[Records contained in a dataset]
[start]

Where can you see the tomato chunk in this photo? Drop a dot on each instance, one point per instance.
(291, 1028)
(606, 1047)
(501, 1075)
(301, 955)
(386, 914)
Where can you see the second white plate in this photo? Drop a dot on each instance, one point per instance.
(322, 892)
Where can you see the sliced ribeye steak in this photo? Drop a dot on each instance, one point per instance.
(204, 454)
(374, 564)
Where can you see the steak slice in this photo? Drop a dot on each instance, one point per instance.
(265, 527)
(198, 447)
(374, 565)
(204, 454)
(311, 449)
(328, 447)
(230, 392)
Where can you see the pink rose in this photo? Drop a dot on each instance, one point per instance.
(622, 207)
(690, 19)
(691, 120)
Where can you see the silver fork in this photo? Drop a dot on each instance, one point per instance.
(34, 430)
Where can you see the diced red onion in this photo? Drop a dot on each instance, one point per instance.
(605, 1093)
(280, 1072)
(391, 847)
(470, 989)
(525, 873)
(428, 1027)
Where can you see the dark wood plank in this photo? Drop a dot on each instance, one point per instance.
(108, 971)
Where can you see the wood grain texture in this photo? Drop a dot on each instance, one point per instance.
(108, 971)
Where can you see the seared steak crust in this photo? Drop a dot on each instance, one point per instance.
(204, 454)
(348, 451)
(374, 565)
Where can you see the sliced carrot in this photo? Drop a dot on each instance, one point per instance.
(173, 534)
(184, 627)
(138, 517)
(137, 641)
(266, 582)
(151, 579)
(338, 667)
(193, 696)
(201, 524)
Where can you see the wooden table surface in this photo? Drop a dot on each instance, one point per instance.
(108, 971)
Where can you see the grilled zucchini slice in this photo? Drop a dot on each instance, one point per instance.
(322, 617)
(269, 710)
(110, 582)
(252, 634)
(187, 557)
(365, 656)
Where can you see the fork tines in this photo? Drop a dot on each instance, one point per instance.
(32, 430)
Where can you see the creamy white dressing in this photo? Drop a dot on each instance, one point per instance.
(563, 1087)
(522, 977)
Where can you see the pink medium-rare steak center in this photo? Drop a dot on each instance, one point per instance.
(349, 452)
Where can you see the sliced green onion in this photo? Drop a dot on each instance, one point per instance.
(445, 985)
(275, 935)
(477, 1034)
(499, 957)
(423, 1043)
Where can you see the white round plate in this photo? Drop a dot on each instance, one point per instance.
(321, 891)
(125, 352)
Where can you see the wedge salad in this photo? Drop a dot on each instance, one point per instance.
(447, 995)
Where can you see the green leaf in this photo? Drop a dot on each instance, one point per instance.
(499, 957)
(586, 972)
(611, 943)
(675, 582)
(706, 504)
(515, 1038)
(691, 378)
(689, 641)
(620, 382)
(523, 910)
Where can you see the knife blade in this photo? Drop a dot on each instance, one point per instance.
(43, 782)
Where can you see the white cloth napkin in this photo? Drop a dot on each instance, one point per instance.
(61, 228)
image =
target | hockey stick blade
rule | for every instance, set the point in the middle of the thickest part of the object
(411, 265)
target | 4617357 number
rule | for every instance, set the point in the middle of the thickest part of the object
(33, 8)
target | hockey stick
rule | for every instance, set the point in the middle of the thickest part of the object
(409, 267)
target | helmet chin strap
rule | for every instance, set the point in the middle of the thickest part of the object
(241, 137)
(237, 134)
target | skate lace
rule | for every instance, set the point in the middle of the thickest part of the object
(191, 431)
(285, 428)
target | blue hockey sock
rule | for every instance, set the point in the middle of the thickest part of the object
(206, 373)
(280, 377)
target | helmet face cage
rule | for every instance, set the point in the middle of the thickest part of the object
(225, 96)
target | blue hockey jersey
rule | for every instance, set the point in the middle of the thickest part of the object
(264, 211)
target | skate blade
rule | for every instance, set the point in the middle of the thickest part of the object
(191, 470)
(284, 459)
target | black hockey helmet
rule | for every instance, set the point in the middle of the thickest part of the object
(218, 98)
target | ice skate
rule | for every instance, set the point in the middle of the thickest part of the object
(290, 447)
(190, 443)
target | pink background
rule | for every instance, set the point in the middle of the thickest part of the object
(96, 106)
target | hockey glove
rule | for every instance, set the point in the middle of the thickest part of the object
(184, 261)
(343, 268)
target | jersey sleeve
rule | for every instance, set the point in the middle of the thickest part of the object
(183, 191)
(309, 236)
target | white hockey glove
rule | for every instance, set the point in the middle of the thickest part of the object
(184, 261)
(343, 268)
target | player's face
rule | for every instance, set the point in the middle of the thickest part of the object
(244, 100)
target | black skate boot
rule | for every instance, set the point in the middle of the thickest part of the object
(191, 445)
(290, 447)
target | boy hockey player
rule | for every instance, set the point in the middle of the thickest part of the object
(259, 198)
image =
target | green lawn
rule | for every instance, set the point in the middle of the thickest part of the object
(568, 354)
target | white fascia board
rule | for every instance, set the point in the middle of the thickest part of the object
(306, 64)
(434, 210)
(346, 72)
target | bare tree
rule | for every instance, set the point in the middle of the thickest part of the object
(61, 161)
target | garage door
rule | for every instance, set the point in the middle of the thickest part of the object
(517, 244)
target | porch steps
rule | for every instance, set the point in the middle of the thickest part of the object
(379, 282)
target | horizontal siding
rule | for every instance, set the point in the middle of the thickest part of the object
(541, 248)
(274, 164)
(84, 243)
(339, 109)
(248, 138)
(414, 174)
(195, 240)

[end]

# TASK DESCRIPTION
Reproduce the entire listing word for word.

# RESULT FOR THIS TASK
Where can you see the tomato chunk in this photo? Drop a dot on each instance, one point per instance.
(291, 1028)
(606, 1047)
(501, 1075)
(301, 955)
(386, 914)
Where can you see the second white plate in this photo? Drop a dot on each instance, one point per instance.
(322, 892)
Where can you see the sliced ribeye steak in this photo? Drop a dot on each instance, one point per instance.
(204, 454)
(374, 564)
Where can you see the steak slice in this photo? Drop a dot on each instance, one point per instance.
(265, 527)
(198, 447)
(374, 565)
(204, 454)
(311, 449)
(328, 447)
(230, 392)
Where can you see the pink rose in this photo? Drop a dot on each instance, one point per instance.
(622, 207)
(690, 19)
(691, 120)
Where can you see the silver fork in this photo? Drop a dot on each instance, one point per instance.
(34, 430)
Where can you see the diced red onion in this photo? Drop a dot on each instance, one point per instance.
(605, 1093)
(280, 1072)
(391, 847)
(470, 989)
(525, 873)
(428, 1027)
Where can you see the dark wood plank in this photo? Drop a dot on each instance, one point per instance.
(108, 971)
Where can you see the wood grain texture in this photo? Drop a dot on each instance, one point per instance.
(108, 971)
Where can you see the seared steak crust in this photo? Drop a dot on each instance, one point per instance.
(204, 454)
(348, 451)
(374, 565)
Where can you see the sliced carrot in this photo? Drop a dot on each instance, one point per instance.
(173, 534)
(184, 627)
(138, 517)
(137, 641)
(266, 582)
(151, 579)
(338, 667)
(193, 696)
(201, 524)
Where can you see the wooden table surface in this photo? Drop a dot on each instance, one point per instance.
(108, 971)
Where can you see the grilled zucchini slice in this photo? Drop a dot on each instance, one point per instance.
(322, 617)
(269, 710)
(110, 582)
(252, 634)
(187, 557)
(365, 656)
Where can you see the fork tines in this photo? Drop a dot on each instance, one point per instance.
(32, 430)
Where can you see the creamy white dressing in this photo? Drop a dot on each instance, one point per instance.
(563, 1087)
(522, 977)
Where can you see the pink medium-rare steak center in this photo? Drop a dot on each instance, one point per instance.
(349, 452)
Where can you see the sliced green onion in this photo? Drop a dot on each instance, one point per instance.
(445, 985)
(275, 935)
(477, 1034)
(499, 957)
(423, 1043)
Where can you see the white round plate in this photo? Drop a dot on each instance, one point per instance.
(321, 891)
(125, 352)
Where can you see the wedge salad in this photo? Drop a dot on each instance, one point per instance.
(447, 995)
Where can you see the green leaf in this photo? Drop a dot on each instance, one point per instance.
(499, 957)
(586, 972)
(611, 943)
(675, 582)
(706, 504)
(515, 1038)
(691, 378)
(689, 641)
(620, 382)
(523, 910)
Where can you see the knife blade in this photo? Drop a dot on each instance, one point per instance.
(43, 782)
Where can you see the white cloth napkin in this photo? Drop a dot on each instance, one point per instance.
(61, 228)
image =
target | hockey stick blade
rule | for every instance, set the point in the middle of the thickest part of the object
(411, 265)
target | 4617357 number
rule | for every instance, set the point in the middle of the thickest part of the object
(33, 8)
target | hockey stick
rule | for every instance, set the point in the middle of the thickest part of the object
(409, 267)
target | helmet chin strap
rule | for every instance, set the point in the middle of the thickest part of the object
(241, 137)
(237, 134)
target | skate lace
rule | for every instance, set the point in the middle of the thickest part of the object
(191, 431)
(285, 428)
target | blue hockey sock
rule | for every instance, set the point in the middle of the thickest part of the object
(206, 373)
(280, 377)
target | helmet face cage
rule | for every instance, set the point in the middle of the thickest part of the object
(225, 96)
target | blue hockey jersey
rule | for every instance, set the point in the middle of the thickest part of the object
(264, 211)
target | skate blade
rule | for every instance, set the point in the middle of the thickest part of the object
(191, 470)
(284, 459)
target | black hockey helmet
rule | for every instance, set the point in the middle of the thickest part of the object
(218, 98)
target | ice skate
rule | for every instance, set the point in the middle of the thickest part of the object
(290, 447)
(190, 443)
target | pink background
rule | for every instance, set the point in the middle of the thickest part of the object
(96, 106)
target | hockey glove
rule | for every instance, set the point in the middle of the thickest part of the object
(184, 261)
(343, 268)
target | jersey sleeve
rule | for every instance, set the point in the middle of the thickest part of the object
(183, 191)
(309, 236)
target | white hockey glove
rule | for every instance, set the point in the middle of the thickest part of the object
(184, 261)
(343, 268)
target | player's face
rule | for every instance, set the point in the middle of the thickest part of the object
(244, 100)
target | black skate boot
rule | for every instance, set the point in the middle of the thickest part of the object
(191, 445)
(290, 447)
target | boy hockey player
rule | for every instance, set the point in the middle of the thickest part of the object
(259, 198)
image =
target | green lawn
rule | for every instance, set the point in the middle of the thickest part of the object
(568, 354)
target | white fascia board
rule | for every instance, set the point in the middle of the thickest part of the object
(306, 64)
(434, 210)
(346, 72)
target | bare tree
rule | for every instance, set the point in the middle of the thickest part of the object
(61, 161)
target | garage door
rule | for every instance, set the point in the middle of the thickest part of the object
(517, 244)
target | porch steps
rule | for every instance, set the point in the middle of the thickest part of the object
(379, 282)
target | horizontal siding
rule | for every instance, set the point in the middle of the thickest part of the object
(541, 248)
(274, 164)
(84, 243)
(339, 109)
(248, 138)
(414, 174)
(195, 240)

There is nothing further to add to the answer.